- Goal: Rewrite the data below as a numbered list, covering only the lines from the one containing "of the eyeglasses" up to and including the one containing "Query: eyeglasses", with blank lines omitted.

- Material for this exercise:
────────────────────
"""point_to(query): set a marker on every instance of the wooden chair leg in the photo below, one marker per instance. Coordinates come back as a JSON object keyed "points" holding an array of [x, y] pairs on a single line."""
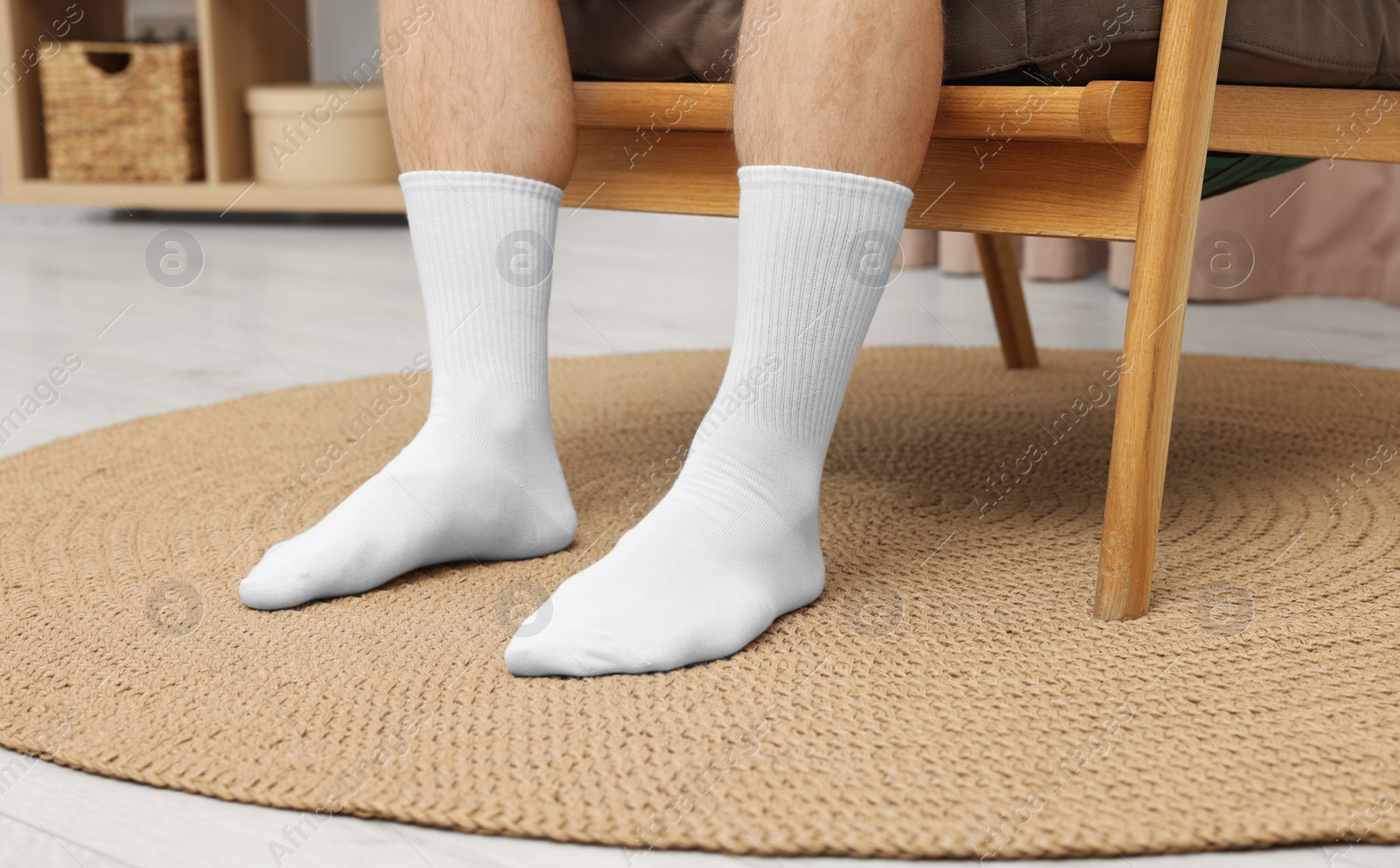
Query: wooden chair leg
{"points": [[1008, 301], [1173, 167]]}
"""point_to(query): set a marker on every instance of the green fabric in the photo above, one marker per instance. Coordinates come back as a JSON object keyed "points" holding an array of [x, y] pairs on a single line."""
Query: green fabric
{"points": [[1225, 172]]}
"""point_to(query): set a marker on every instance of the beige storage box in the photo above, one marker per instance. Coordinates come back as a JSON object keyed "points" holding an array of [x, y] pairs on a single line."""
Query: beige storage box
{"points": [[319, 135], [122, 111]]}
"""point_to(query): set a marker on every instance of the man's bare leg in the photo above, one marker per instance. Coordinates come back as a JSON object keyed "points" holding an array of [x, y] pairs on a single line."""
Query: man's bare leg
{"points": [[480, 102], [835, 108]]}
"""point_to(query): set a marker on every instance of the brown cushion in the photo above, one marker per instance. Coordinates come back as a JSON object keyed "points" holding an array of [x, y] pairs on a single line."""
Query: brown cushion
{"points": [[1288, 42]]}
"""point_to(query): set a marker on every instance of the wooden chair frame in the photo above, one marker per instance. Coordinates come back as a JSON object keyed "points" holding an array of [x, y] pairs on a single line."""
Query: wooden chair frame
{"points": [[1113, 160]]}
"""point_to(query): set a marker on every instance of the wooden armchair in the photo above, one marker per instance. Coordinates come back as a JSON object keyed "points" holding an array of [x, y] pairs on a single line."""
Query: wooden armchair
{"points": [[667, 147]]}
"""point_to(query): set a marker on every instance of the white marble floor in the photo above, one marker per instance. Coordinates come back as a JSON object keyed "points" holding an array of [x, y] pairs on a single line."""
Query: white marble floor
{"points": [[298, 301]]}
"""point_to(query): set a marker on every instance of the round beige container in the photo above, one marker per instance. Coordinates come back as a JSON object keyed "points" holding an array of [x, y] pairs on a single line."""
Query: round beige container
{"points": [[319, 135]]}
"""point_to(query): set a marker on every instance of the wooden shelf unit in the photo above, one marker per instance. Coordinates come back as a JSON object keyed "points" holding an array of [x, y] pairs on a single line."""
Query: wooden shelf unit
{"points": [[242, 42], [668, 146]]}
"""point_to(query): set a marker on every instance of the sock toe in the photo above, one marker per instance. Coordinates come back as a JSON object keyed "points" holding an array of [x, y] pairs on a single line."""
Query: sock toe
{"points": [[273, 584], [570, 650]]}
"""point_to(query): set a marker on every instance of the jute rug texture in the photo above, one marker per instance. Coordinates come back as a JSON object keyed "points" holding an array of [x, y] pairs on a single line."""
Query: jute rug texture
{"points": [[948, 696]]}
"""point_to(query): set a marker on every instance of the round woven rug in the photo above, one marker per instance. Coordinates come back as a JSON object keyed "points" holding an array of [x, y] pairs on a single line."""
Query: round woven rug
{"points": [[948, 696]]}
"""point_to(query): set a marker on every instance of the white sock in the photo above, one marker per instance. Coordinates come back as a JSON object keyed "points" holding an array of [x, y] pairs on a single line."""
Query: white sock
{"points": [[480, 480], [734, 543]]}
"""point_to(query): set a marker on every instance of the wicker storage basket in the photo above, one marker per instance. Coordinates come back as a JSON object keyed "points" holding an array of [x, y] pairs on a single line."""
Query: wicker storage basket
{"points": [[122, 111]]}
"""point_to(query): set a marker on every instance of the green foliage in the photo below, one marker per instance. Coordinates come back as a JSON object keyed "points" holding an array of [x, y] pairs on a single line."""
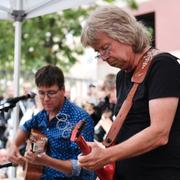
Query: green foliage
{"points": [[45, 40]]}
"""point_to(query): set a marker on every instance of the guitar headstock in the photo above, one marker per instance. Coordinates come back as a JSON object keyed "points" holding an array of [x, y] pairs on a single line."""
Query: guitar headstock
{"points": [[77, 130]]}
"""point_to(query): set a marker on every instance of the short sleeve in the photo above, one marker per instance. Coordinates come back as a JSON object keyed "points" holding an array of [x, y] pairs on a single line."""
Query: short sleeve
{"points": [[164, 77]]}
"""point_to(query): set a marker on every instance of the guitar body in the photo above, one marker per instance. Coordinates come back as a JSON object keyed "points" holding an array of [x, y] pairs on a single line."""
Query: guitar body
{"points": [[105, 173], [37, 143]]}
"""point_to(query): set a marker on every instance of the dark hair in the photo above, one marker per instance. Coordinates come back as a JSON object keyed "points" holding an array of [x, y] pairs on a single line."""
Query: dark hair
{"points": [[49, 75]]}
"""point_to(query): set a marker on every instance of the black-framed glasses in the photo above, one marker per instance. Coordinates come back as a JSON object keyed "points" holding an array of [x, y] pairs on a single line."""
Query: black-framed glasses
{"points": [[49, 94], [104, 52]]}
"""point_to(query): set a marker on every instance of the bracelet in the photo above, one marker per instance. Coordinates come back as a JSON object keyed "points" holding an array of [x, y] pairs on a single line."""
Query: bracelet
{"points": [[76, 169]]}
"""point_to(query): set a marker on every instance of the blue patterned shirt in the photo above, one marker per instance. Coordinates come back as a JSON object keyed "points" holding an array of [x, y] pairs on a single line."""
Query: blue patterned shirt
{"points": [[58, 131]]}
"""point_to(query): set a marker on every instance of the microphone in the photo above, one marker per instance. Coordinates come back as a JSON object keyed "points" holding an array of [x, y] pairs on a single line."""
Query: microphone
{"points": [[14, 100]]}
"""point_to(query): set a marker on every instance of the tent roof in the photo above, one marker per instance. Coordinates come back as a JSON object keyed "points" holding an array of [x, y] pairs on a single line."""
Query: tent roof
{"points": [[34, 8]]}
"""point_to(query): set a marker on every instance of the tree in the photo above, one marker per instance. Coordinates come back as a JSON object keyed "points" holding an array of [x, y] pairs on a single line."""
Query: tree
{"points": [[45, 40]]}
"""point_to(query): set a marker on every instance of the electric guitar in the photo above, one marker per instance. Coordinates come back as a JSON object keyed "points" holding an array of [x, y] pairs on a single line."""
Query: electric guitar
{"points": [[37, 143], [105, 173]]}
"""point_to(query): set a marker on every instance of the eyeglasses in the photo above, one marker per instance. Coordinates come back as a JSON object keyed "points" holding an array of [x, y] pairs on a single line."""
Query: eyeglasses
{"points": [[49, 94], [104, 52]]}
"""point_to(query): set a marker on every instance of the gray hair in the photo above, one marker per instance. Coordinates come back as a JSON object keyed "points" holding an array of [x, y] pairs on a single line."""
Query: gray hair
{"points": [[118, 25]]}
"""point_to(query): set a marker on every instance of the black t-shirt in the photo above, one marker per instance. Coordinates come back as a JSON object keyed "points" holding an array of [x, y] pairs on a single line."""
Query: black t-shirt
{"points": [[162, 80]]}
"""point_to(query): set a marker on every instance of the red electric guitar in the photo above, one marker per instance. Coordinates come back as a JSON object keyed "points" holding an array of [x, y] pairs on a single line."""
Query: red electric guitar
{"points": [[105, 173]]}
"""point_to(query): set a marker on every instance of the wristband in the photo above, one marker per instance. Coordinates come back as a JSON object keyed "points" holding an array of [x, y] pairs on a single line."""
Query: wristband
{"points": [[76, 169]]}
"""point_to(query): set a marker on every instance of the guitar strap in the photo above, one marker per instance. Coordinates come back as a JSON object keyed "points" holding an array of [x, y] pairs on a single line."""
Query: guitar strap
{"points": [[137, 78]]}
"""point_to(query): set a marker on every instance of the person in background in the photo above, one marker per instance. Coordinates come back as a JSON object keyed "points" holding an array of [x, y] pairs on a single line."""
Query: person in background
{"points": [[148, 145], [27, 103], [56, 121]]}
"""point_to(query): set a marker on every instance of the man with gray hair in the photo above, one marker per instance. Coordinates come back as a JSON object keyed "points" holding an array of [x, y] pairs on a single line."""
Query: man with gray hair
{"points": [[147, 146]]}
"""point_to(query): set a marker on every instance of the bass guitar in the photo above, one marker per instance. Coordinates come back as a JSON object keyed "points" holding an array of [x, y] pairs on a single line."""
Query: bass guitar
{"points": [[105, 173]]}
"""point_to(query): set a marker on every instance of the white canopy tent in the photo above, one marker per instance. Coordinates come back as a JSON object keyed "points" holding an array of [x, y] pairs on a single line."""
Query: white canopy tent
{"points": [[20, 10]]}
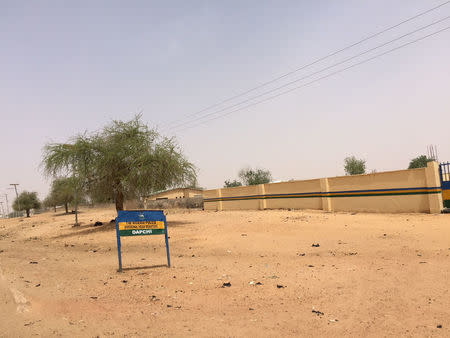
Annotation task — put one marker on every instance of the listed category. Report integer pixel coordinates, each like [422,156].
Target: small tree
[123,160]
[419,162]
[251,176]
[26,201]
[354,166]
[231,184]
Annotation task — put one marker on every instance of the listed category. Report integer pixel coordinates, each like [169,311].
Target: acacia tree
[354,166]
[26,201]
[122,161]
[231,184]
[251,176]
[63,191]
[419,162]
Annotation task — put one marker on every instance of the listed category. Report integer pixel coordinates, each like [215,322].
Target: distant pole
[7,204]
[17,195]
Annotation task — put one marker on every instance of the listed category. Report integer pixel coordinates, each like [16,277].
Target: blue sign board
[140,223]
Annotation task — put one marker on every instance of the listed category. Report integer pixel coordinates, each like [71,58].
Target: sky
[72,66]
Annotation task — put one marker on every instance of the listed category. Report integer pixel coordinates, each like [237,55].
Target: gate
[444,172]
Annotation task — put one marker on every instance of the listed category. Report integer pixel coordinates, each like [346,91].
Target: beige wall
[416,190]
[176,193]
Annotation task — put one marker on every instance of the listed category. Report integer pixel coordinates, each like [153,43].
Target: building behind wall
[175,194]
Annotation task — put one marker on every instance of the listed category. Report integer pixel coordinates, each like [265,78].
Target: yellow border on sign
[141,225]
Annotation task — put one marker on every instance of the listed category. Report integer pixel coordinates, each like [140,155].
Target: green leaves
[354,166]
[419,162]
[124,159]
[26,201]
[251,176]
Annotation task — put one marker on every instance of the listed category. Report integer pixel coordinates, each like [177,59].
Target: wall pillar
[262,201]
[433,180]
[220,203]
[326,201]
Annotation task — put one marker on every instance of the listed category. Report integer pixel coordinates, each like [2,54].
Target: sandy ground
[371,275]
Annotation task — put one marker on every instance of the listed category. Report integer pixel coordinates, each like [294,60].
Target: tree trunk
[76,209]
[119,200]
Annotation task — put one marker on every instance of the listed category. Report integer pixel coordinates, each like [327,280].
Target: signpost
[140,223]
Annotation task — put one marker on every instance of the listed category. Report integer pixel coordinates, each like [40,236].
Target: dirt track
[372,275]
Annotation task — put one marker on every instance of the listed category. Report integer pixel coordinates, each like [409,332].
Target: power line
[321,78]
[310,64]
[309,75]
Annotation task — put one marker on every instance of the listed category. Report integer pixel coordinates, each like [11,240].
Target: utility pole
[7,204]
[17,195]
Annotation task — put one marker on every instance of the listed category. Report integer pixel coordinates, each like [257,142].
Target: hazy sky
[71,66]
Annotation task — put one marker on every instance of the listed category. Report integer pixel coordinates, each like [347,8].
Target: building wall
[415,190]
[176,193]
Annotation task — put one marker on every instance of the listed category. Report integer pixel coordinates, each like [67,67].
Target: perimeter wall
[413,190]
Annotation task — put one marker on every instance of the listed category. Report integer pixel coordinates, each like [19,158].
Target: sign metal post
[141,223]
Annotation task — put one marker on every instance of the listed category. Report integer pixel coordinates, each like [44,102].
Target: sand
[371,275]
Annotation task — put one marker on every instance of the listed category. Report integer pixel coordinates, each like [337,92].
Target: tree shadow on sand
[66,214]
[88,229]
[145,267]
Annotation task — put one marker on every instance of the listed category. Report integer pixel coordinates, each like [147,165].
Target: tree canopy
[63,192]
[251,176]
[419,162]
[231,184]
[354,166]
[26,201]
[124,160]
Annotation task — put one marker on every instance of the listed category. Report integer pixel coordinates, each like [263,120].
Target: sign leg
[167,243]
[119,247]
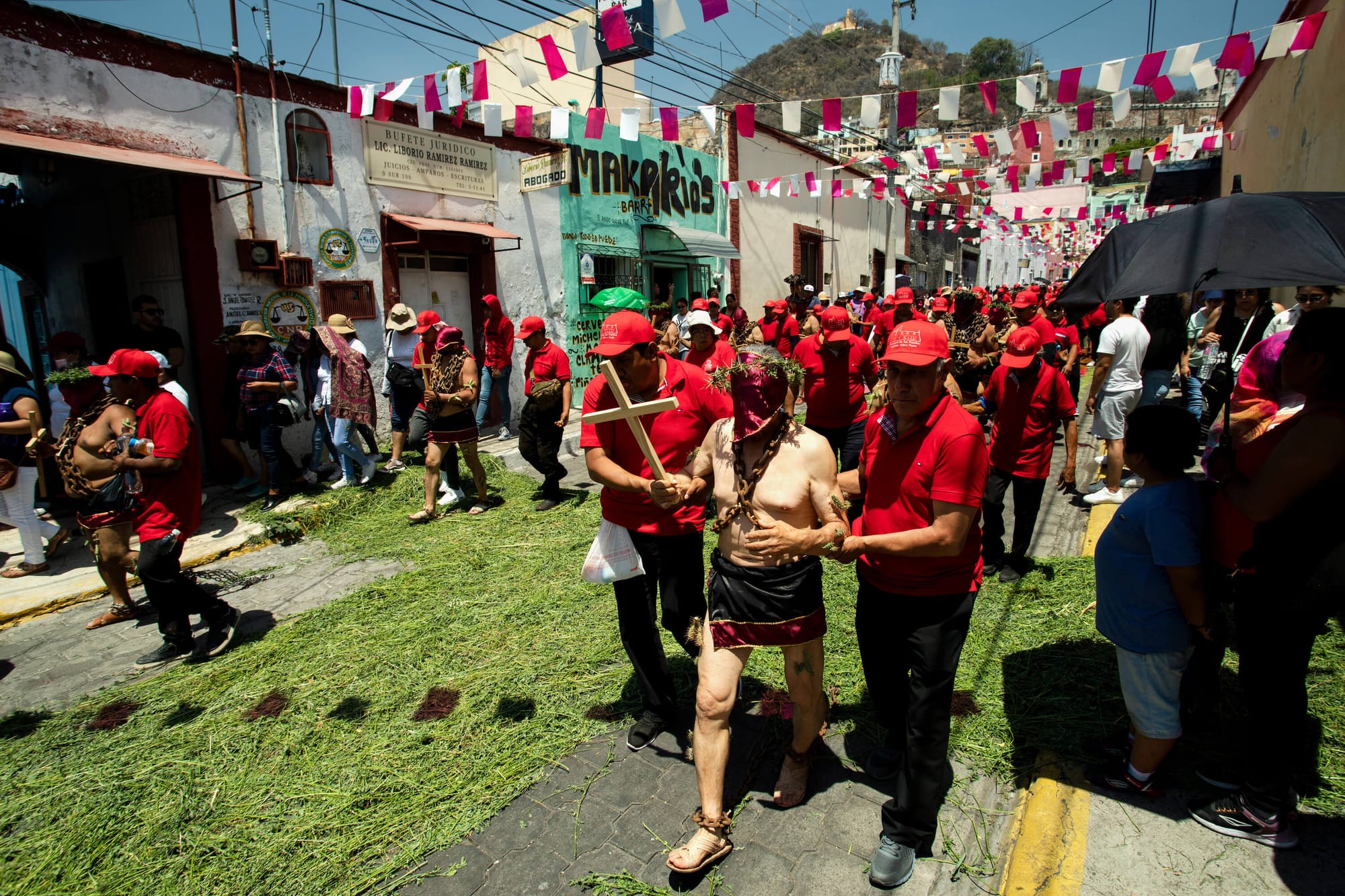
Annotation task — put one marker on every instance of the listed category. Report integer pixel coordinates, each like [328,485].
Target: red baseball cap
[622,331]
[1022,348]
[128,362]
[427,319]
[836,325]
[918,342]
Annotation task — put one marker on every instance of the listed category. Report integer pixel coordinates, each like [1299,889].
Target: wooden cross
[631,415]
[40,435]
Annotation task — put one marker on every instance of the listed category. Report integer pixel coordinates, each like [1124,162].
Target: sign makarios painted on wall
[400,157]
[657,188]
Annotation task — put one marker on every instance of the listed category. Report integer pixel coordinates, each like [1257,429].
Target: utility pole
[890,76]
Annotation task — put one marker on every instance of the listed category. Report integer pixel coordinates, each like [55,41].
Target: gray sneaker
[892,864]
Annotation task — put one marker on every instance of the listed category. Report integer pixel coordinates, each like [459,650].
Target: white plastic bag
[613,556]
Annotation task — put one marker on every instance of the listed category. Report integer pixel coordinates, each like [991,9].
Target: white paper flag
[1204,75]
[630,124]
[1059,127]
[1027,97]
[1121,106]
[586,48]
[712,119]
[560,123]
[871,110]
[516,63]
[670,18]
[396,93]
[1109,80]
[492,119]
[949,100]
[1004,143]
[454,88]
[1183,57]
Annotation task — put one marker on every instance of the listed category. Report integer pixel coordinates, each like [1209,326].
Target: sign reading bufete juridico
[399,157]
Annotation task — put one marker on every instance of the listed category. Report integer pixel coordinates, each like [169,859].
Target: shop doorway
[438,282]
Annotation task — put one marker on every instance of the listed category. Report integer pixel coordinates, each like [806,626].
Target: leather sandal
[707,846]
[119,612]
[793,783]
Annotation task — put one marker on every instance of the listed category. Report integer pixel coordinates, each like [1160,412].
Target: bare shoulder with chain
[782,481]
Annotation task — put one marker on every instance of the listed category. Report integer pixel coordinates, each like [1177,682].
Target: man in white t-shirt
[1116,389]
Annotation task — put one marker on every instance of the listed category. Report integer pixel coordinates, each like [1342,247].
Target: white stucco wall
[766,225]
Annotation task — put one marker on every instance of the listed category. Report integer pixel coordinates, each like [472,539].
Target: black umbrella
[1245,241]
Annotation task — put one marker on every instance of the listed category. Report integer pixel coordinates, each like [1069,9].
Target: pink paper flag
[1249,61]
[746,115]
[907,110]
[555,64]
[714,9]
[1149,68]
[617,33]
[1085,112]
[431,89]
[668,118]
[831,115]
[1069,89]
[1233,54]
[989,91]
[597,119]
[479,87]
[1307,37]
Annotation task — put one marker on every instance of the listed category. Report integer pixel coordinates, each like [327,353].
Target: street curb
[132,581]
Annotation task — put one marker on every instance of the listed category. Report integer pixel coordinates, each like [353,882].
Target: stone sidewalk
[607,810]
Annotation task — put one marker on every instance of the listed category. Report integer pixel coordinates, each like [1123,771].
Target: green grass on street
[342,790]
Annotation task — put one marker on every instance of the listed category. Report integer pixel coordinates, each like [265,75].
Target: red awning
[122,155]
[453,227]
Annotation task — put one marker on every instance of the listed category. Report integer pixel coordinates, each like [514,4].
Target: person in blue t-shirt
[1151,595]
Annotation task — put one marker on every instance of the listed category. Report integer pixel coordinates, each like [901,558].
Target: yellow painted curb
[84,596]
[1050,840]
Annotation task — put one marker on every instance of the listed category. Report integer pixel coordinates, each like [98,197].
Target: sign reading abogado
[400,157]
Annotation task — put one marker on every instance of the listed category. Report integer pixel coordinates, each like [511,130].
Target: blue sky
[372,50]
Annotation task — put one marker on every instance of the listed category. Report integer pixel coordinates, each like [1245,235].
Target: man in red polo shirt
[169,510]
[922,473]
[665,525]
[778,326]
[1027,311]
[1028,399]
[837,368]
[547,408]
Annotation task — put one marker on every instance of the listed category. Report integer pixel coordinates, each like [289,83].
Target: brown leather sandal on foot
[707,846]
[793,783]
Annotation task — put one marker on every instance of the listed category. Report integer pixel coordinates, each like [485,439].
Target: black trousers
[1027,503]
[910,650]
[540,443]
[845,442]
[675,573]
[173,595]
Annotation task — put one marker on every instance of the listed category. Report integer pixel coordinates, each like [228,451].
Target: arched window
[310,149]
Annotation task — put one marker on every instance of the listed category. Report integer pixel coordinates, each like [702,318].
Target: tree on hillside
[995,58]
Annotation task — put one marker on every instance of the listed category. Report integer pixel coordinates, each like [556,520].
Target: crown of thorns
[750,362]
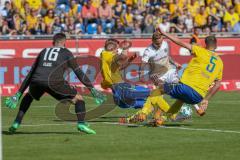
────────────────────
- Result below:
1. """point_to(query): set a marker on every instance of the eyeglasses in the photo above, one marker per instance. Coordinates come back as a JSON object keyed "points" holding an array of [x, y] pairs on a single line."""
2. Query: eyeglasses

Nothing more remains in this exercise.